- [PASSAGE SHOWN]:
The Public-Private Partnership Law in line with European Provisions

Government Decision no. 86/2011 amending and supplementing Public-Private Partnership Law no. 178/2010 (hereinafter referred to as the “Law”) was published in the Official Journal no. 729 issued on October 17th, 2011.

The Ordinance was passed:

  • further to Notification no. 724 of January 26th, 2011 issued by the Permanent Representation of Romania to the European Union which informed the Romanian authorities that the European Commission recommended the amendment of legislation on public-private partnership (hereinafter referred to as “PPP”) so as to comply with the European acquis and case law, and that the case was already introduced in the EU Pilot preceding infringement procedures; and
  • in view of the need to adopt urgent measures to improve the PPP system and harmonize its implementation with the relevant European framework, as otherwise the European Commission would have initiated the infringement, the most serious consequence being the delay in implementing some major investment projects having a social and economic impact at national or local level.

The amendments and supplements mainly relate to:

  • principles of PPP
  • definitions;
  • types of PPP contracts;
  • scope of application;
  • public partners;
  • negotiated procedure without publication of a notice of selection;
  • alternative tenders;
  • stages of awarding the PPP contract;
  • appeals;
  • Central Unit for the Coordination of Public-Private Partnership ;
  • Appendix.

Principles of PPP

According to the new regulations, the private investors entitled to provide certain services under the legislation in the Member State of establishment may not be rejected on the sole ground that they are not legal entities according to the Romanian law.

- [EXERCISE REQUIREMENTS]:
[a] Which documents in the passage on the public-private partnership law are identified by "no." followed by a number? List each one.
[b] Reproduce the passage on the public-private partnership law word for word between "Government Decision no." and "October 17th, 2011.", inclusive.

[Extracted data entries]

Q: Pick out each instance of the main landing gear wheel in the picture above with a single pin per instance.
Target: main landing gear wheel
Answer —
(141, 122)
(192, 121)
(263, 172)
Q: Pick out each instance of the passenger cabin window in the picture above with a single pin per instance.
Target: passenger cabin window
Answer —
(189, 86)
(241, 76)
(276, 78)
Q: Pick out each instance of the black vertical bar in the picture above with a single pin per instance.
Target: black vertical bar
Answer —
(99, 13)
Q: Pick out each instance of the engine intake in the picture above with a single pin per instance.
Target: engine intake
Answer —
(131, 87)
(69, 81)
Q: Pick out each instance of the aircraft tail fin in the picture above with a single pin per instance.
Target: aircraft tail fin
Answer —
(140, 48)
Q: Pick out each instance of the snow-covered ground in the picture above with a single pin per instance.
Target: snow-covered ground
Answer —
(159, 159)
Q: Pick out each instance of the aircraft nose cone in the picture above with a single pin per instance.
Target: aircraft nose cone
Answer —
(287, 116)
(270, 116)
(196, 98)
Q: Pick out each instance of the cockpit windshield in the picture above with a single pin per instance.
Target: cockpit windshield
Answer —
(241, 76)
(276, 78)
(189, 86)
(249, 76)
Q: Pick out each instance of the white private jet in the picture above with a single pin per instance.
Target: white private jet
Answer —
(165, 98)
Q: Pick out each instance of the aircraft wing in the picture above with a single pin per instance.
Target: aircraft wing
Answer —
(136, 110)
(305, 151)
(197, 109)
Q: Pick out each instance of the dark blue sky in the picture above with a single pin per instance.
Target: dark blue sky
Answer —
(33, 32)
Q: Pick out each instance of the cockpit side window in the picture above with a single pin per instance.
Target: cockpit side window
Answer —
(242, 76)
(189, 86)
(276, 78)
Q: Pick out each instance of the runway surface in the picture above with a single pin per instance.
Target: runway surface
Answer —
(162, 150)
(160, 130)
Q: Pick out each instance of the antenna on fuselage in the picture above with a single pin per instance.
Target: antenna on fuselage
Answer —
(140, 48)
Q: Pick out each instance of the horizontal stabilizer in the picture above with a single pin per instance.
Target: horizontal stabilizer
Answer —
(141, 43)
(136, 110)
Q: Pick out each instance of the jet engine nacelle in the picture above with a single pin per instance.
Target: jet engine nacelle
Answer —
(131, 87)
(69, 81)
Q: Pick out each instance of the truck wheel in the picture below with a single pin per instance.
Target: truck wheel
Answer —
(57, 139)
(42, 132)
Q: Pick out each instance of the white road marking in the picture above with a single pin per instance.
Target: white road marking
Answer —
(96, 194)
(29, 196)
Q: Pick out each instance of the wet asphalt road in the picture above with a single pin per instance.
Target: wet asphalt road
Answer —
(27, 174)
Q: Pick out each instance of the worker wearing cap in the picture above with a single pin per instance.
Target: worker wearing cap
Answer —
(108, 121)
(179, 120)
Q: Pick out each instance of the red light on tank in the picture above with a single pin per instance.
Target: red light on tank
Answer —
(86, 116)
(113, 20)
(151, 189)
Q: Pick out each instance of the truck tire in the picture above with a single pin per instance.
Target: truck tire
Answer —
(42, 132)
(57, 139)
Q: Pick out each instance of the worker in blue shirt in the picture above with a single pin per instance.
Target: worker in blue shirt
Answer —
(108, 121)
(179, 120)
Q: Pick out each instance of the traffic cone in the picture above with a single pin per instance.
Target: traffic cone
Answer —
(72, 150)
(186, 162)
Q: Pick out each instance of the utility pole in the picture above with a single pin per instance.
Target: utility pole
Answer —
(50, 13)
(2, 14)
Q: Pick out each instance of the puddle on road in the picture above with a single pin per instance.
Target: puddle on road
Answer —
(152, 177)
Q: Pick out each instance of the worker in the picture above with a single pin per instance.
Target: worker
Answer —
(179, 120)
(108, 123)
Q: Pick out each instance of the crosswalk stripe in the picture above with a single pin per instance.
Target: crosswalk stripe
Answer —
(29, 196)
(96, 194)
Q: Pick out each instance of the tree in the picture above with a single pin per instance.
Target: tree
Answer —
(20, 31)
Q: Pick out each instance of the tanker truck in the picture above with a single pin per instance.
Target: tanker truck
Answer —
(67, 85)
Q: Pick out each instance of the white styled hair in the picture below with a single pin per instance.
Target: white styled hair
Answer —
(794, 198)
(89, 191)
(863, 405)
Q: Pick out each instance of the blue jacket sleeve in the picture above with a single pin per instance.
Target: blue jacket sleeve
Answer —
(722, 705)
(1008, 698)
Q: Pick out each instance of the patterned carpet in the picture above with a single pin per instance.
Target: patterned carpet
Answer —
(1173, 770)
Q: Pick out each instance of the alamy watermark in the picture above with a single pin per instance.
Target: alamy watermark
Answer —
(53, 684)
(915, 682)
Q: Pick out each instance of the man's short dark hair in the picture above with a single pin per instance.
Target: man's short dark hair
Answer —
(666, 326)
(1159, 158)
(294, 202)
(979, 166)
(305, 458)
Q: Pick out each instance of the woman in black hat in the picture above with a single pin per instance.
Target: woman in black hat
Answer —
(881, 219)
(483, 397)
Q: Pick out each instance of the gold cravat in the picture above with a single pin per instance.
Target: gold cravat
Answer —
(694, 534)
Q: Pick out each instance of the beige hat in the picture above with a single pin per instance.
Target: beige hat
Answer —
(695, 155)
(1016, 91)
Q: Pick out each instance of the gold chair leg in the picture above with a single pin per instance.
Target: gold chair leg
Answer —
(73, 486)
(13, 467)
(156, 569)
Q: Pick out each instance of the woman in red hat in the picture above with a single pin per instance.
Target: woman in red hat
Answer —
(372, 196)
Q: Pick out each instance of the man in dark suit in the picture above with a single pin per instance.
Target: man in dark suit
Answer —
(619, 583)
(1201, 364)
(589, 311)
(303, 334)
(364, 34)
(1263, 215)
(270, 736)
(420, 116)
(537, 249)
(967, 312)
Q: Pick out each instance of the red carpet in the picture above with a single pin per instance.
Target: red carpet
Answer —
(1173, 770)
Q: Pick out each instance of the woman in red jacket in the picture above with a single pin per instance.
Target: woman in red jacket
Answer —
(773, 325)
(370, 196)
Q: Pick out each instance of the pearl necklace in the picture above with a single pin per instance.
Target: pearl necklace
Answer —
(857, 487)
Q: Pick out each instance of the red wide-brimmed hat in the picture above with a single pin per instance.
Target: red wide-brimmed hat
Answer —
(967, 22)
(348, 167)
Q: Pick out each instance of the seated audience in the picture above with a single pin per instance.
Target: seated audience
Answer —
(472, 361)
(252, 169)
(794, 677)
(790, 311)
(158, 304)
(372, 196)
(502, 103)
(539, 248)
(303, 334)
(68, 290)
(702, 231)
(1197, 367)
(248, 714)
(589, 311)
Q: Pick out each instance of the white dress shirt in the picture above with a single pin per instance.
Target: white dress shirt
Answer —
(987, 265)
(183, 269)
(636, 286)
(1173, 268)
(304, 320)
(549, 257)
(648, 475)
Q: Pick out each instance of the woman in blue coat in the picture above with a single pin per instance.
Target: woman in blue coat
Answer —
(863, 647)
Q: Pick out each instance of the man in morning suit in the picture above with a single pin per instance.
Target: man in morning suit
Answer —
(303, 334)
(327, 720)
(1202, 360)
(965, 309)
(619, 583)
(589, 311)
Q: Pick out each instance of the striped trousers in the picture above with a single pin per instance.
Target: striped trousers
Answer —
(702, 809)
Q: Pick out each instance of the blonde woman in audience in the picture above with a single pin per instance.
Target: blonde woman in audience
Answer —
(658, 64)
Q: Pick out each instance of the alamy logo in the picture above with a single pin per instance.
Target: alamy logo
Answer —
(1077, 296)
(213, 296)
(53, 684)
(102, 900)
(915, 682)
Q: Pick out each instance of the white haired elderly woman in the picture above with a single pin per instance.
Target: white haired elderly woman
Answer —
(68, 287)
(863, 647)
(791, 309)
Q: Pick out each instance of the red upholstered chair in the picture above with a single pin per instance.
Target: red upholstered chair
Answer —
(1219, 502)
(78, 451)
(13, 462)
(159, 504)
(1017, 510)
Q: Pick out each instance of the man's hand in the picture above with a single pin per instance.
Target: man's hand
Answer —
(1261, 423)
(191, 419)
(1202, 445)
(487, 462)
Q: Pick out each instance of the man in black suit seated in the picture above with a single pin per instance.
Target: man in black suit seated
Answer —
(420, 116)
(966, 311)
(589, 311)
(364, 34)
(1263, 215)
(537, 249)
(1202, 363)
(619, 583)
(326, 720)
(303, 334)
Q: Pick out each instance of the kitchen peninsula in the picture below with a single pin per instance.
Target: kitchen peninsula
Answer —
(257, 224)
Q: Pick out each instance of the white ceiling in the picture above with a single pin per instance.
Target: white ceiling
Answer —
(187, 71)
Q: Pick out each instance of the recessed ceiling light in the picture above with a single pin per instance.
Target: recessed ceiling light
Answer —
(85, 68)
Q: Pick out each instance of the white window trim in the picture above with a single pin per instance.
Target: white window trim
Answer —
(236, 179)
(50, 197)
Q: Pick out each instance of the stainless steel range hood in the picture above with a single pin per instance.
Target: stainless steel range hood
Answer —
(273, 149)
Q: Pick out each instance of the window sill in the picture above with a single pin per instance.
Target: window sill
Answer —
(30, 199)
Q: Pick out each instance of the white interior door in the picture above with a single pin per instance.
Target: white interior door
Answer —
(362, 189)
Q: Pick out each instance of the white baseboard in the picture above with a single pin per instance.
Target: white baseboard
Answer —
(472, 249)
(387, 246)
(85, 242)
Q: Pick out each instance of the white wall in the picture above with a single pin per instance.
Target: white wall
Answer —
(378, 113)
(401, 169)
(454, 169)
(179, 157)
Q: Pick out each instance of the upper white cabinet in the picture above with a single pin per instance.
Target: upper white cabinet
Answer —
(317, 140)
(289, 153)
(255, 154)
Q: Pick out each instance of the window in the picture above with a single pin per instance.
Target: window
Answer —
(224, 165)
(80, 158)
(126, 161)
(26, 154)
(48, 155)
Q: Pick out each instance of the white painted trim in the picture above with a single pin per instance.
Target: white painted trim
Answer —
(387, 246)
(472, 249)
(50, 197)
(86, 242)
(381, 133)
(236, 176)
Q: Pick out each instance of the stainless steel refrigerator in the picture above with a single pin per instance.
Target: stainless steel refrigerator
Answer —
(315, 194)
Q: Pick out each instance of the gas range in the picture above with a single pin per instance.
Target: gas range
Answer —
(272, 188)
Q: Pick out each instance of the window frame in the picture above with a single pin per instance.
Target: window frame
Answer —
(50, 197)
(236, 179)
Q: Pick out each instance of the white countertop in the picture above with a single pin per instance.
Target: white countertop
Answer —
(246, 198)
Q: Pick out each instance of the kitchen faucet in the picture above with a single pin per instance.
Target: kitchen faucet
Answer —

- [SOLUTION LIST]:
[a]
- Government Decision no. 86/2011
- Public-Private Partnership Law no. 178/2010
- Official Journal no. 729
- Notification no. 724

[b]
Government Decision no. 86/2011 amending and supplementing Public-Private Partnership Law no. 178/2010 (hereinafter referred to as the “Law”) was published in the Official Journal no. 729 issued on October 17th, 2011.